- _Work instructions_
Reproduce the listing from the line with "Get the bounding box of statue's arm" up to and including the line with "xmin=793 ymin=437 xmax=868 ymax=588", keeping the request line, and offset each bounding-box coordinate by adding 140.

- _Records to process_
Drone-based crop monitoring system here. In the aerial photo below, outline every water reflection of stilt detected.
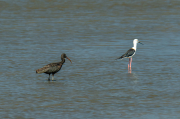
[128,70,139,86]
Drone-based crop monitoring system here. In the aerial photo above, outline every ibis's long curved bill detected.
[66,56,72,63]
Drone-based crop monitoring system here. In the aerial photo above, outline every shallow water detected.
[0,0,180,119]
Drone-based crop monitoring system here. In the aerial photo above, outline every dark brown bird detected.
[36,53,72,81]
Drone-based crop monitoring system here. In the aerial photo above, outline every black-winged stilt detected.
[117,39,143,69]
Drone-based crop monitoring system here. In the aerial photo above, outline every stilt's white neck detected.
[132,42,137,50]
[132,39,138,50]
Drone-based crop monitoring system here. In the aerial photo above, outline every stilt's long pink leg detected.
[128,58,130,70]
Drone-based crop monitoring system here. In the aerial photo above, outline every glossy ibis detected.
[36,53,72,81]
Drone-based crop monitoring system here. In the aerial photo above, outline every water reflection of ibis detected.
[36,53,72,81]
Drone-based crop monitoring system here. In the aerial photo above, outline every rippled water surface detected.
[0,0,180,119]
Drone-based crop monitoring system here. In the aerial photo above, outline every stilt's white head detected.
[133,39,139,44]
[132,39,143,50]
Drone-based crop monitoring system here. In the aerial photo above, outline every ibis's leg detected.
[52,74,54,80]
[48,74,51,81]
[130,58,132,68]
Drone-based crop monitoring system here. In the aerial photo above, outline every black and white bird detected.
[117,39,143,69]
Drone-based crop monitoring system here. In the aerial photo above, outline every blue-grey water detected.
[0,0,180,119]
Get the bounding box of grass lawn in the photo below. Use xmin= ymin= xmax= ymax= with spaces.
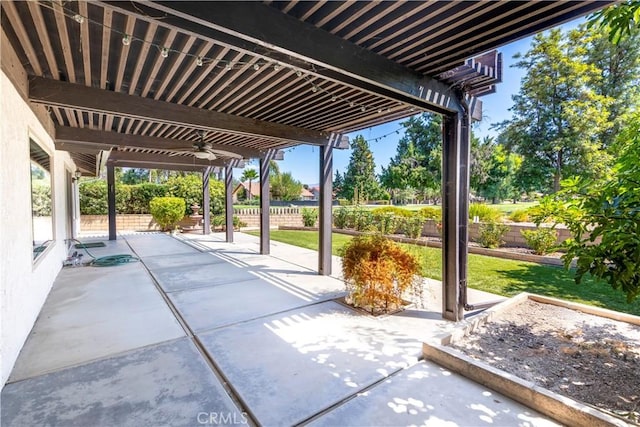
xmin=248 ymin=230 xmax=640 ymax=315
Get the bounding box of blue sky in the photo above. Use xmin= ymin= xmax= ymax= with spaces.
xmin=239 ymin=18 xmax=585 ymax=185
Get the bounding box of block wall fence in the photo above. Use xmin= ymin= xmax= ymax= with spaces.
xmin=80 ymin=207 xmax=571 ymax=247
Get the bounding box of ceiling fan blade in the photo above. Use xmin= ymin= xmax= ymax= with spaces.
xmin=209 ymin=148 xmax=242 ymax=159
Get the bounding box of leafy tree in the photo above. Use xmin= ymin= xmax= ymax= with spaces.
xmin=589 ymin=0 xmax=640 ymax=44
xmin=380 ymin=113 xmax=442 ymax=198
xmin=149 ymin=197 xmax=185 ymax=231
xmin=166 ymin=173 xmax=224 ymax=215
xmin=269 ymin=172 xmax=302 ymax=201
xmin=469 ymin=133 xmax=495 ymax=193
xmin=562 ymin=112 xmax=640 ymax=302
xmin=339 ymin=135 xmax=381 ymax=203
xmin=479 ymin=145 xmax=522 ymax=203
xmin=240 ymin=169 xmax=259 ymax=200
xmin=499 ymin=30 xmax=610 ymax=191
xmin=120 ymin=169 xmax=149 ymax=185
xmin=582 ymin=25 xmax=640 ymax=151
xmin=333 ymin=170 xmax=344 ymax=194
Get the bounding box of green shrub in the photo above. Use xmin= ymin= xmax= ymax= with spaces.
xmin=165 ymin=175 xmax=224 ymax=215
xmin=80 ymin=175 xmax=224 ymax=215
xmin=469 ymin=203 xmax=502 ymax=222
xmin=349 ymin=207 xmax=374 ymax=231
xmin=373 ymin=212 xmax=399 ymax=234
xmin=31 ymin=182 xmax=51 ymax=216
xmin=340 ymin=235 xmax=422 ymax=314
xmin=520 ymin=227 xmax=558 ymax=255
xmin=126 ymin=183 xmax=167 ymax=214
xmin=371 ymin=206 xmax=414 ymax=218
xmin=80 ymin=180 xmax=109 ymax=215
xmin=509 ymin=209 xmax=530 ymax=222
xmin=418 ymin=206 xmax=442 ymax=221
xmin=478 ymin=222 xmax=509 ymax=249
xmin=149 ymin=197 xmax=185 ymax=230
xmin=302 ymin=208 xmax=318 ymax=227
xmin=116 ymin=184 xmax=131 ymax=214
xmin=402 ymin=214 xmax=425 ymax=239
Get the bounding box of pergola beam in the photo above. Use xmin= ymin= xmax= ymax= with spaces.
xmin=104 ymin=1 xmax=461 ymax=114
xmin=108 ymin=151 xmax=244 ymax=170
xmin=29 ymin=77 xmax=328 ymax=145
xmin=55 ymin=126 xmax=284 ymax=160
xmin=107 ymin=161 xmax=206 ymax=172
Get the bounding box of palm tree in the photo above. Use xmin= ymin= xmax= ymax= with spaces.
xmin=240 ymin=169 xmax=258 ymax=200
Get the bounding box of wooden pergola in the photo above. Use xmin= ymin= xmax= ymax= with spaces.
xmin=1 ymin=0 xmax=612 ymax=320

...

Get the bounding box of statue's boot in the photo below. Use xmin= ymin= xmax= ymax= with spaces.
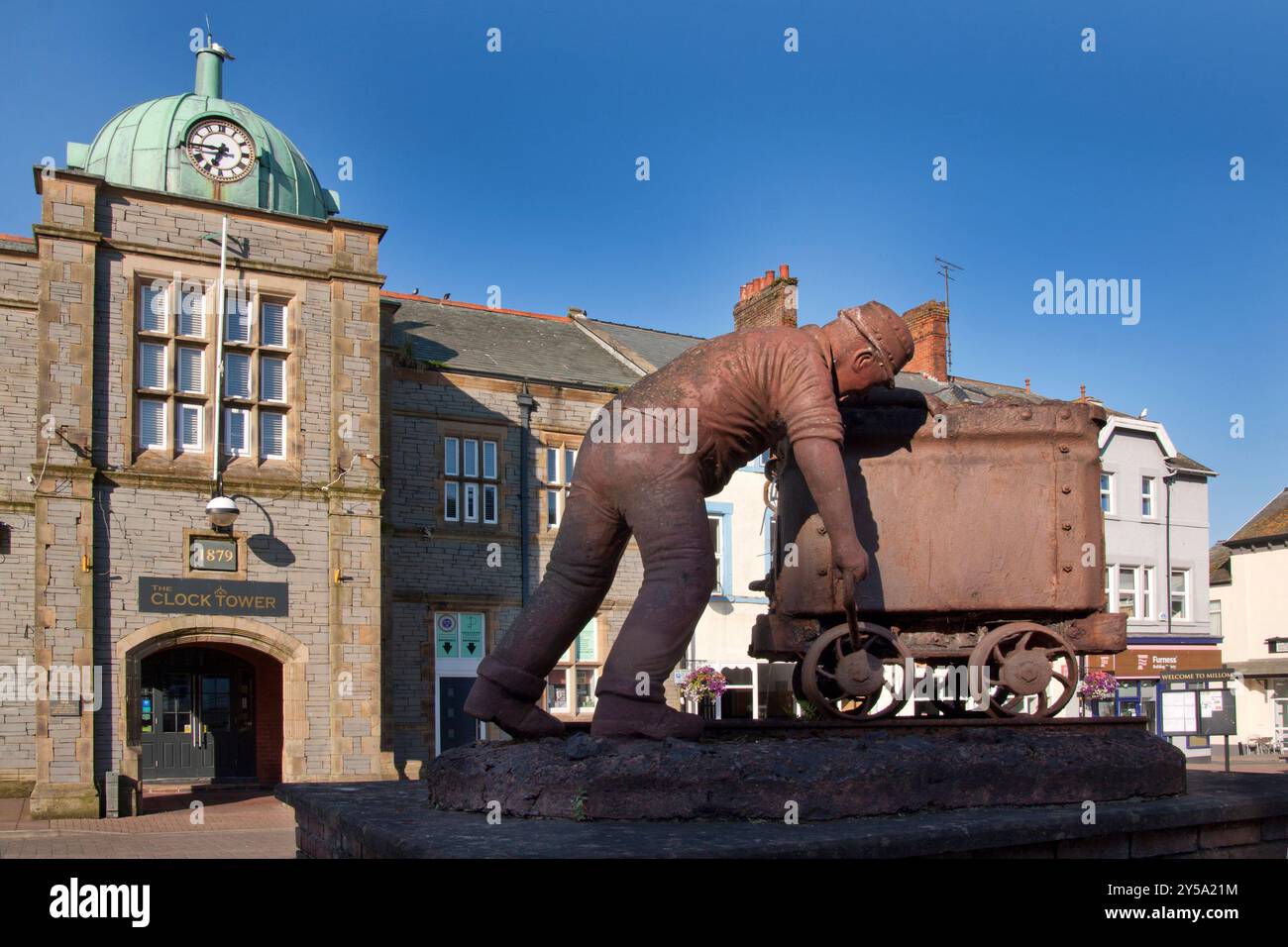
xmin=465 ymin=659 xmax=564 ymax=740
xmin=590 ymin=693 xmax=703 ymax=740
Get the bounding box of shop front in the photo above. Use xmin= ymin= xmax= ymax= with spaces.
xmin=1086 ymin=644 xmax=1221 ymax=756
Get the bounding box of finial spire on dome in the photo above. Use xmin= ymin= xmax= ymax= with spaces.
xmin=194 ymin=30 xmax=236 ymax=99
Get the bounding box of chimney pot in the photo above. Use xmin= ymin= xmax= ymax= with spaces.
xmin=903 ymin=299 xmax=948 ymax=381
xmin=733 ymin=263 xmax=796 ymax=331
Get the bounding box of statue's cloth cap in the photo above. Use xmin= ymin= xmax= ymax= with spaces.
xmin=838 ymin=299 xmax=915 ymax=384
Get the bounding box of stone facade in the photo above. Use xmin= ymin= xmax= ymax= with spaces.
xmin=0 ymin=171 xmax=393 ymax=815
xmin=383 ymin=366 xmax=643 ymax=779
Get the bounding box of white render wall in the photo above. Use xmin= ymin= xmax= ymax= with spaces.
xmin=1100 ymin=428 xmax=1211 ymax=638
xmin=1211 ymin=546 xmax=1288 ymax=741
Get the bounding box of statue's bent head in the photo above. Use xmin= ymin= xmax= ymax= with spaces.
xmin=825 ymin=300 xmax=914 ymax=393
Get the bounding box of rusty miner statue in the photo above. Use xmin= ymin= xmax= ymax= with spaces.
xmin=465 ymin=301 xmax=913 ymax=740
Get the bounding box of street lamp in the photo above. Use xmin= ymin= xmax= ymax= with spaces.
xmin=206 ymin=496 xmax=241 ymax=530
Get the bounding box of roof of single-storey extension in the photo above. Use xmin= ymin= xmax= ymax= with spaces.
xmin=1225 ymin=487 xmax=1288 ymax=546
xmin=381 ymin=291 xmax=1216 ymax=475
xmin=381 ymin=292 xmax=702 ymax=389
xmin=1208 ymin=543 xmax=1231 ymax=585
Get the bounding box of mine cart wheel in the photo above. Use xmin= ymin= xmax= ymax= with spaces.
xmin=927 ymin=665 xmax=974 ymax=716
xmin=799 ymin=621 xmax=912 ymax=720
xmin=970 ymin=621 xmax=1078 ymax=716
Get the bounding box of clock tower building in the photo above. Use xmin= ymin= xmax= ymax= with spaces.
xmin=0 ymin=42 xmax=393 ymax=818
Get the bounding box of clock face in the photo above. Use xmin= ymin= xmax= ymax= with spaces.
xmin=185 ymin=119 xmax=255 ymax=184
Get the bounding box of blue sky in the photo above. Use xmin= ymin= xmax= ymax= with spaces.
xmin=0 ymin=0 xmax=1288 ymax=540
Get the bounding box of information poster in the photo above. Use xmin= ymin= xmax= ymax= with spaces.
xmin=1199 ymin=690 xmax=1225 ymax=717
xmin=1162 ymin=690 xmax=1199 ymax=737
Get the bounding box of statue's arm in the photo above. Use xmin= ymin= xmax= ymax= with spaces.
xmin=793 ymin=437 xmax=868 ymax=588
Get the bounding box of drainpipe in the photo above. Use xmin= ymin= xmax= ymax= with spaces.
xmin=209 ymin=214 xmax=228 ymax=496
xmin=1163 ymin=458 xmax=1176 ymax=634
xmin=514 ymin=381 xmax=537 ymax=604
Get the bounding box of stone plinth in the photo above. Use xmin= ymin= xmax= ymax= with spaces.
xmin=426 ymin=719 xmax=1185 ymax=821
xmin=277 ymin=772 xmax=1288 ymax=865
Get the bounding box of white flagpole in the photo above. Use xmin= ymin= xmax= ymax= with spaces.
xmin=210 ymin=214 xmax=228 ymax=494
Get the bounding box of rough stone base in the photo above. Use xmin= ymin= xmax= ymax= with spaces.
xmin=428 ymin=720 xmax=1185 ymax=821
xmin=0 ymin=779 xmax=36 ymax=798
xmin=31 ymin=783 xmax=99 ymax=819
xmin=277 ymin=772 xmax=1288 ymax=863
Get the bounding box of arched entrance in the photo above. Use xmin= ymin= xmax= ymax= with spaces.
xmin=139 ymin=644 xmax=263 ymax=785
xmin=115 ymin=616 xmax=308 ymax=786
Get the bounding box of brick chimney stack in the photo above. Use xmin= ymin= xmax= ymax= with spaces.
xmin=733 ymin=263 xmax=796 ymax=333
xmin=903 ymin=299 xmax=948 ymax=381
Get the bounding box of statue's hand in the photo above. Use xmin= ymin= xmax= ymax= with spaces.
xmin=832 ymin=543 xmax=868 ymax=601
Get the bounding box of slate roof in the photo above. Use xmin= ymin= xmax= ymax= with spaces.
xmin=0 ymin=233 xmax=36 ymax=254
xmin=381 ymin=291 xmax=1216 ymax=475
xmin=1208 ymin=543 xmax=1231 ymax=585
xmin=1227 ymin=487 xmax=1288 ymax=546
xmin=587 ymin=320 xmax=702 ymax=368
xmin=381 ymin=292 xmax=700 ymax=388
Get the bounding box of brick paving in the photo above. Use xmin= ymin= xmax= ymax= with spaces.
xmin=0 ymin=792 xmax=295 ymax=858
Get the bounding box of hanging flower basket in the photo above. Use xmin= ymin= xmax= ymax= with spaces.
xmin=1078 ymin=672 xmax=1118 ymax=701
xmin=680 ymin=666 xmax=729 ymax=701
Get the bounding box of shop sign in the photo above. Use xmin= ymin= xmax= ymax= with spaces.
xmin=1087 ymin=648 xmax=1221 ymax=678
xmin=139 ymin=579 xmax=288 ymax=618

--

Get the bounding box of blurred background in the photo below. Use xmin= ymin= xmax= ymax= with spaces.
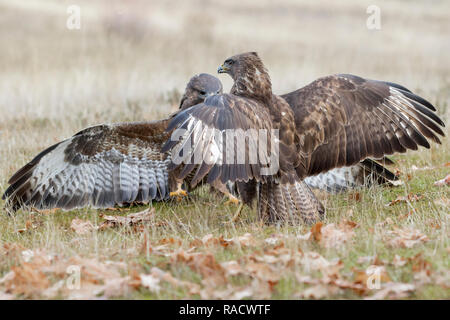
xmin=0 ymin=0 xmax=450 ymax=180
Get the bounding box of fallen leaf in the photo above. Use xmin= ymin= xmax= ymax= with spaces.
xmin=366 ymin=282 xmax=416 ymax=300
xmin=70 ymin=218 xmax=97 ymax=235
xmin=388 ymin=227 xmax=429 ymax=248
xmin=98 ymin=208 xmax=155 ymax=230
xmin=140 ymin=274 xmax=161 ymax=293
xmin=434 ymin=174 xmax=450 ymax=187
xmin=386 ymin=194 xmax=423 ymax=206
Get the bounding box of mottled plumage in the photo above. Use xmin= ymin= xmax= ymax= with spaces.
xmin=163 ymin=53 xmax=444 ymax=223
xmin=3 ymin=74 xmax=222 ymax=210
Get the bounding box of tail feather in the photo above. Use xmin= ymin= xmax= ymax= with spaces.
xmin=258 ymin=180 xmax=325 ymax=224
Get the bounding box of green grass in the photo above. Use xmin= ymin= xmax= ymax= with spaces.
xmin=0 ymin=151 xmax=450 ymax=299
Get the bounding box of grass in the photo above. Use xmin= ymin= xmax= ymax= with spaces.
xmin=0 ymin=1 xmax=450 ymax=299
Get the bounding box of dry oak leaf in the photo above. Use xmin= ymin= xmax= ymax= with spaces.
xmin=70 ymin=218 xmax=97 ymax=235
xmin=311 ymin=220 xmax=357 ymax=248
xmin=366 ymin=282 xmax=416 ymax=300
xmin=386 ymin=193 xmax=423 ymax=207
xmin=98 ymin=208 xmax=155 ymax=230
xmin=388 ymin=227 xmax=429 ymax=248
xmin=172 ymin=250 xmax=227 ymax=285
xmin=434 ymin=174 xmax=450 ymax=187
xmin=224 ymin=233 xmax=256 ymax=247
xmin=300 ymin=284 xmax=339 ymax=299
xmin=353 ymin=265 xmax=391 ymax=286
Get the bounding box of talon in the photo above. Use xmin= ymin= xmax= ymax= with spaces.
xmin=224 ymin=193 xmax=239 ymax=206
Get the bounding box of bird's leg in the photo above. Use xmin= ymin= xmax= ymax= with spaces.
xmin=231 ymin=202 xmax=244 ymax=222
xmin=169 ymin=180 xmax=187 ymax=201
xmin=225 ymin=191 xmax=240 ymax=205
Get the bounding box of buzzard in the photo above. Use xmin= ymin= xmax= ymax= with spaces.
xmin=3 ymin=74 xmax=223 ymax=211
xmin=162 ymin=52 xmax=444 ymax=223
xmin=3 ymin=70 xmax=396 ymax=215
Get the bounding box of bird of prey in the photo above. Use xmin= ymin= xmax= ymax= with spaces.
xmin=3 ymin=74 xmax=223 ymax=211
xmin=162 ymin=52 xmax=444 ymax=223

- _Result of the exercise_
Get the bounding box of statue's arm in the photo above. Use xmin= ymin= xmax= ymax= with spaces.
xmin=933 ymin=577 xmax=1008 ymax=728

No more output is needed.